━━━━━ Recorded information
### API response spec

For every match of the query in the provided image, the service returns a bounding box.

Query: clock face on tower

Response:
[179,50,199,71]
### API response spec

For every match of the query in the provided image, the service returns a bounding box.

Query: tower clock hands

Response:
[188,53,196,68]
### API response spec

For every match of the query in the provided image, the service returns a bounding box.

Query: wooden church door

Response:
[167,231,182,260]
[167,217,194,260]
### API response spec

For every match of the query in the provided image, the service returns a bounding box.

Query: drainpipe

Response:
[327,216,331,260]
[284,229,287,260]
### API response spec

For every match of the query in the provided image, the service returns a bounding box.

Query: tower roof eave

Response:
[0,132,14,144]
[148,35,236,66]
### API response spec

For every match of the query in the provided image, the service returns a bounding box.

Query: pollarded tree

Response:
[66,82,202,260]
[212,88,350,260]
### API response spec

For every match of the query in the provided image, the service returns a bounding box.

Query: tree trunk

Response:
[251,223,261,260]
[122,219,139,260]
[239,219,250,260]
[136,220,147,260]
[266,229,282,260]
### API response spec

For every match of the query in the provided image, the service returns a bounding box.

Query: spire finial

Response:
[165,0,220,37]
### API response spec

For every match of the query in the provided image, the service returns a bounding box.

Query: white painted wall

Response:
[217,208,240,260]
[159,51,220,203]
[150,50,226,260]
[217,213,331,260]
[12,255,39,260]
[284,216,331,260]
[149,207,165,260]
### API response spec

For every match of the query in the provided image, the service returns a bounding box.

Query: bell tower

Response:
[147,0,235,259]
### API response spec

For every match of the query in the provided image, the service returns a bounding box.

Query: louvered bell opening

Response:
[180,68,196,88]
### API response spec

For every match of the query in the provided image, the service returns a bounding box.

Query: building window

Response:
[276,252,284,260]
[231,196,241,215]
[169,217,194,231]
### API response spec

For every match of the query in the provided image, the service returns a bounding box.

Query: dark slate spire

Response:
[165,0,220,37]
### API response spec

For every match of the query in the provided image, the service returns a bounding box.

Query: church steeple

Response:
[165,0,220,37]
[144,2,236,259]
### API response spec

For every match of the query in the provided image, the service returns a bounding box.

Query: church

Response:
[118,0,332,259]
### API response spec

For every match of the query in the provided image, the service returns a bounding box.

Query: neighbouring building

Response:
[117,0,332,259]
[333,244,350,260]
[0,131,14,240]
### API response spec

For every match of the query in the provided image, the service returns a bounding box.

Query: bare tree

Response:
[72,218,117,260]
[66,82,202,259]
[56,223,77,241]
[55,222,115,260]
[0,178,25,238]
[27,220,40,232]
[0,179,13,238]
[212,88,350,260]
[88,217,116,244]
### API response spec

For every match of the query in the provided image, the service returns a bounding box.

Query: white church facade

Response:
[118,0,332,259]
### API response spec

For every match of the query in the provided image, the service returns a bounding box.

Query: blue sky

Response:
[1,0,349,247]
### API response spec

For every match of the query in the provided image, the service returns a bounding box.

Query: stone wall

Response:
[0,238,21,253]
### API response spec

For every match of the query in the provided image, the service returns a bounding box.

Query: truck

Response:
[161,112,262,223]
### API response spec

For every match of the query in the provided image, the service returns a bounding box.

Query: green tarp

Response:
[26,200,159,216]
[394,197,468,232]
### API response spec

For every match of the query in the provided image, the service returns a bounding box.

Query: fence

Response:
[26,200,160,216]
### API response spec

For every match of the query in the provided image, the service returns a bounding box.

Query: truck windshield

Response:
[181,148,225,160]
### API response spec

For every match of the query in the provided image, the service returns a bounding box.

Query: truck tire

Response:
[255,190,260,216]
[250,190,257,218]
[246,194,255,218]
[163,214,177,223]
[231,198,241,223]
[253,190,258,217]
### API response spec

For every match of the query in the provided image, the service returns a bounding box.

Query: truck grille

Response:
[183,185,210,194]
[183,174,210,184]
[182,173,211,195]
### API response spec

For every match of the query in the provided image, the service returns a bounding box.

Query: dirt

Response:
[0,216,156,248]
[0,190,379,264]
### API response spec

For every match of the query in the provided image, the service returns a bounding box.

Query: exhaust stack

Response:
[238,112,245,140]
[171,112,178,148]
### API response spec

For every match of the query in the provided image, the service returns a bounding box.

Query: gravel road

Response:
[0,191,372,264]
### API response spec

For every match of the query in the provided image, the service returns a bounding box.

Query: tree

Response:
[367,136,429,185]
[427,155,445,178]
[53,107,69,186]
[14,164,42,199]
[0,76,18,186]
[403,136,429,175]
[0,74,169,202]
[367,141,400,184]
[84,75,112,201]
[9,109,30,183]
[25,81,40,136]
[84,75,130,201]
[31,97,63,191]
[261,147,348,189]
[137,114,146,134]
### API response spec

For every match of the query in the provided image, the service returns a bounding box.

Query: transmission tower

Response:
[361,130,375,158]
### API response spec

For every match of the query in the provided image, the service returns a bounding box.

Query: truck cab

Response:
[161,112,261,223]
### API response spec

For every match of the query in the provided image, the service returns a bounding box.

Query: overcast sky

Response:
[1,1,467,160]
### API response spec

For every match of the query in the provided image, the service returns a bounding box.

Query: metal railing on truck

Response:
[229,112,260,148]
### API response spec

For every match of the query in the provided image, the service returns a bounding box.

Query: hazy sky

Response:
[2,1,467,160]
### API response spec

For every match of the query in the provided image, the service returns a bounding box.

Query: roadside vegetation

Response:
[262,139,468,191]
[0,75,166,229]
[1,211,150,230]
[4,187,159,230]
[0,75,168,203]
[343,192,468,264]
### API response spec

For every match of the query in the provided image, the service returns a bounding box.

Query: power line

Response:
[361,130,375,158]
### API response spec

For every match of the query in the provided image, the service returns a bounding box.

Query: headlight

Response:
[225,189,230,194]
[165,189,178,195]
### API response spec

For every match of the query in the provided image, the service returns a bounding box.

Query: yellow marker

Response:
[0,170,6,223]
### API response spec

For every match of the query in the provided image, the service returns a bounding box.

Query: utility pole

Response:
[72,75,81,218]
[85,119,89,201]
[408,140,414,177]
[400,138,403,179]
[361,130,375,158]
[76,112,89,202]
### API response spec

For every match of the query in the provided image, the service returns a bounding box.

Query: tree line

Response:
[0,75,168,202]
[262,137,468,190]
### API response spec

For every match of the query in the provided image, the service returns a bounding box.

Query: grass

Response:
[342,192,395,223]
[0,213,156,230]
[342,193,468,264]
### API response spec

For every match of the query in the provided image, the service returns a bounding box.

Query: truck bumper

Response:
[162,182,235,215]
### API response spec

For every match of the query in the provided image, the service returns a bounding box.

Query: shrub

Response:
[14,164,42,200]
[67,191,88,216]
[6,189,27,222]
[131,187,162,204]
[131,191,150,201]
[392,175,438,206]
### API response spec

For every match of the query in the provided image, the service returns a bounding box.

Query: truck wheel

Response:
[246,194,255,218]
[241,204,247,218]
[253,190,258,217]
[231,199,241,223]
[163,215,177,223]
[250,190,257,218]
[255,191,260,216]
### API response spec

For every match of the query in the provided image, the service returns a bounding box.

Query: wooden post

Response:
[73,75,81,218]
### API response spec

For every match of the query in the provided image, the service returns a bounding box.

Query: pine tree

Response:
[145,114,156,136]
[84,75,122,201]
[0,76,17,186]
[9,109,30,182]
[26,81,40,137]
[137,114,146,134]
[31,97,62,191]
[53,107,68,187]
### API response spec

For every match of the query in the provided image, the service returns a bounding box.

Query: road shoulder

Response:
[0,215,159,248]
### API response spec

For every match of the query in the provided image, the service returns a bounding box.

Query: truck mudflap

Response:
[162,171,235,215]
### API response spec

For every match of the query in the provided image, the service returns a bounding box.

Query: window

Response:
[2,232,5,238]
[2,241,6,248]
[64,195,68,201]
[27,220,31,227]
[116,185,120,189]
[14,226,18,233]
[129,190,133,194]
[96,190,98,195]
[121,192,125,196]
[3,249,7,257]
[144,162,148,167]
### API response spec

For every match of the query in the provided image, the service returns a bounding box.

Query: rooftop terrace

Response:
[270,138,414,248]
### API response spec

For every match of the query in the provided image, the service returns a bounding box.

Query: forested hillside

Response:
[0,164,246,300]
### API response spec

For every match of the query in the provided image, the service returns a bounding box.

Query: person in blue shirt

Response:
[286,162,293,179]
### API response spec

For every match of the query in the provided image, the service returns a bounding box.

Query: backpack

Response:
━━━━━━━━━━
A single number is expected: how many lines in the records contain the string "tower".

5